**ENTRIES SUPPLIED**
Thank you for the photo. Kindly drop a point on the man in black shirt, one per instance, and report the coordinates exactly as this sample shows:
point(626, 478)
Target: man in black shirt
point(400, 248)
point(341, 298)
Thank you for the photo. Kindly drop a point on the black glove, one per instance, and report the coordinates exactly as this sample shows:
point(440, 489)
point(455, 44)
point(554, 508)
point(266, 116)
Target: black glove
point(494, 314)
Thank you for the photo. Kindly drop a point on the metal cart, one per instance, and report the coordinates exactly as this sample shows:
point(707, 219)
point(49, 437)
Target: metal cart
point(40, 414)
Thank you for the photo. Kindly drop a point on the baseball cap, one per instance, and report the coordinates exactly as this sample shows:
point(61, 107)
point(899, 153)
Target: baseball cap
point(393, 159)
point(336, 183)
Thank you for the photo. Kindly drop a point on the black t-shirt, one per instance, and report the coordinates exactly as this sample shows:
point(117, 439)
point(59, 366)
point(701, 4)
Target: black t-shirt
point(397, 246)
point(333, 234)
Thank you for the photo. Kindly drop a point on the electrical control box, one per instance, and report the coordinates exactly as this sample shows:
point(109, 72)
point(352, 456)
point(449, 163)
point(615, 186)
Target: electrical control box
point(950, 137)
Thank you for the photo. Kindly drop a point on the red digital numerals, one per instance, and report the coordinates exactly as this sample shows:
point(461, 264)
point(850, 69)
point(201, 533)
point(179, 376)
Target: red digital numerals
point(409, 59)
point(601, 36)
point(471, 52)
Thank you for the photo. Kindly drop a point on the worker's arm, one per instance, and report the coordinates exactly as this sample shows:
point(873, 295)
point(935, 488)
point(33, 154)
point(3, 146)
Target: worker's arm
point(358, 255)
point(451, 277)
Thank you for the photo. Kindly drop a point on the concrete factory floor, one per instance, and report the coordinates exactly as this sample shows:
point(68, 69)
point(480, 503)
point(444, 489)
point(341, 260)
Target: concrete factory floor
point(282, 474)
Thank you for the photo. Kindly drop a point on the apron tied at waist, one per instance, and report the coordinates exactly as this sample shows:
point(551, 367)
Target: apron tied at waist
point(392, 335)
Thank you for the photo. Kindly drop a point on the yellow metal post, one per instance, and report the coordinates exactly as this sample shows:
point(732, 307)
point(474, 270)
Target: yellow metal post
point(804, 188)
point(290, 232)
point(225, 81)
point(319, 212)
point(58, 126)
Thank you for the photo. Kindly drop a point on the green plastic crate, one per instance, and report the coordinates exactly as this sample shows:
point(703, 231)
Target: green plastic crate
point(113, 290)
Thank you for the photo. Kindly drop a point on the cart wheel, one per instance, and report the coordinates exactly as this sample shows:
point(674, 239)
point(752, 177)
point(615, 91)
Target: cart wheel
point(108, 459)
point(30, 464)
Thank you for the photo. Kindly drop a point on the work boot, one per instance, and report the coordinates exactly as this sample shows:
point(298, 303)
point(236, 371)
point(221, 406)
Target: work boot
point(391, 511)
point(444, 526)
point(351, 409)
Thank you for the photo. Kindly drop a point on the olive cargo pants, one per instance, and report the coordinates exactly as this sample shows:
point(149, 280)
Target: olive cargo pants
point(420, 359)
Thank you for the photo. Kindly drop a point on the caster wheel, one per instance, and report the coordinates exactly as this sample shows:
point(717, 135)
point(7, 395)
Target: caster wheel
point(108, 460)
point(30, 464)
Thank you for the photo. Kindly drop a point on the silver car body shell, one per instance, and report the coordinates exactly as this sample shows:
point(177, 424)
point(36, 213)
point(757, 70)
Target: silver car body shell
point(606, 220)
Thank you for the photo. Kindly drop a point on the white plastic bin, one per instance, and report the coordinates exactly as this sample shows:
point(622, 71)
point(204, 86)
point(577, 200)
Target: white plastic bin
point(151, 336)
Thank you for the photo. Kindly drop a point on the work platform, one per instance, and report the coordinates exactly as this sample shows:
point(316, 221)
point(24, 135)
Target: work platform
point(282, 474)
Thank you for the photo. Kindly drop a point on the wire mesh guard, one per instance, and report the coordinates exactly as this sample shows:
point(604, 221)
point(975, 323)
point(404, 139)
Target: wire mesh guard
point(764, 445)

**PROBLEM DETAILS**
All of the material must be given again exactly.

**REPLY TO THE TASK**
Thank you for the photo. Kindly drop a point on the man in black shirt, one per instance, and report the coordinates exactly as this sample shows:
point(626, 478)
Target: man in black shirt
point(400, 248)
point(341, 298)
Thank you for the photo. Kindly drop a point on the black glove, one per instance, and report the coordinates exactly as this sample shows:
point(440, 489)
point(455, 44)
point(554, 508)
point(266, 116)
Target: black glove
point(494, 314)
Thank you for the photo. Kindly drop a point on the metal cart, one per instance, and report the coordinates exactly as this sample shows:
point(707, 219)
point(49, 437)
Target: metal cart
point(40, 414)
Thank you for the photo. Kindly drop a point on the baseball cap, one per instance, and report the coordinates exactly as this sample shows:
point(61, 107)
point(899, 153)
Target: baseball cap
point(393, 159)
point(336, 183)
Thank you for the photo. Kindly drop a point on the black t-shirt, one per instance, and report the coordinates exactly as this sample shows:
point(117, 439)
point(59, 366)
point(701, 4)
Target: black t-shirt
point(397, 246)
point(333, 234)
Thank you for the photo. Kindly drop a point on the electrical control box, one per instance, and report the coordinates exactly as this sample shows:
point(109, 72)
point(352, 456)
point(449, 163)
point(615, 186)
Target: electrical control box
point(950, 137)
Thank you for the photo. Kindly drop a point on the red digital numerals, one per instance, and report the coordinates exactly as this sample shows:
point(461, 264)
point(850, 69)
point(201, 533)
point(179, 376)
Target: red digital numerals
point(409, 59)
point(601, 36)
point(471, 52)
Thank you for the photo. Kindly drop a point on the worker's arm, one per instance, and report the coordinates exactly as this sample shows:
point(873, 295)
point(935, 488)
point(33, 154)
point(3, 146)
Target: worker's arm
point(358, 255)
point(451, 277)
Thank you for the photo. Kindly drop a point on the concrete factory floor, one per instance, and report the coordinates exactly as this sample shows:
point(68, 69)
point(480, 503)
point(444, 489)
point(341, 260)
Target: concrete factory floor
point(282, 474)
Thank you for the photo. Kindly drop a point on the apron tied at waist, one per instance, and report the coordinates exactly as this sample shows:
point(551, 367)
Target: apron tied at waist
point(392, 335)
Thank you for the photo. Kindly drop a point on the yellow metal post, one per instance, and report the coordinates exactly as this sample shows:
point(732, 307)
point(474, 270)
Target: yellow metal post
point(804, 188)
point(290, 232)
point(225, 81)
point(319, 212)
point(58, 126)
Thank you for the photo. Kindly drop a point on the green plastic crate, one per instance, and report the coordinates exactly as this sample shows:
point(703, 231)
Target: green plastic crate
point(113, 290)
Thank you for the photo. Kindly drop a point on the cart wheel, one per instance, and report the coordinates exactly as this sample shows:
point(674, 239)
point(752, 177)
point(615, 91)
Target: cart wheel
point(108, 459)
point(30, 464)
Thank you for the photo. Kindly drop a point on the work boot, one per instance, and report the coordinates exactly as this sample shows:
point(298, 303)
point(236, 371)
point(221, 406)
Target: work boot
point(391, 511)
point(444, 526)
point(351, 409)
Thank you for the photo. Kindly drop a point on the olive cargo pants, one per instance, and report the coordinates exactly as this sample shows:
point(149, 280)
Target: olive cargo pants
point(420, 359)
Thank you for the photo. Kindly drop a point on the caster wheel, one per instance, and report the coordinates exactly as this sample shows:
point(717, 135)
point(7, 395)
Target: caster wheel
point(108, 460)
point(30, 464)
Thank you for the photo. Kindly drop a point on the silver car body shell, one per instance, and report the coordinates exactly as this sample shows:
point(177, 424)
point(36, 213)
point(757, 70)
Target: silver car body shell
point(606, 220)
Thank you for the photo. Kindly drop a point on the white plastic bin, one per instance, and report the coordinates exactly as this sample shows:
point(622, 71)
point(204, 86)
point(577, 200)
Target: white plastic bin
point(151, 336)
Thank you for the photo. Kindly drop a point on the work platform, one per instance, and report the coordinates exactly as this sample shows:
point(316, 221)
point(24, 135)
Target: work platform
point(282, 474)
Thank you for the photo. Kindly drop a point on the wire mesh guard, one per instance, and report the coordinates exactly as this sample shows:
point(604, 221)
point(975, 323)
point(404, 139)
Target: wire mesh guard
point(764, 445)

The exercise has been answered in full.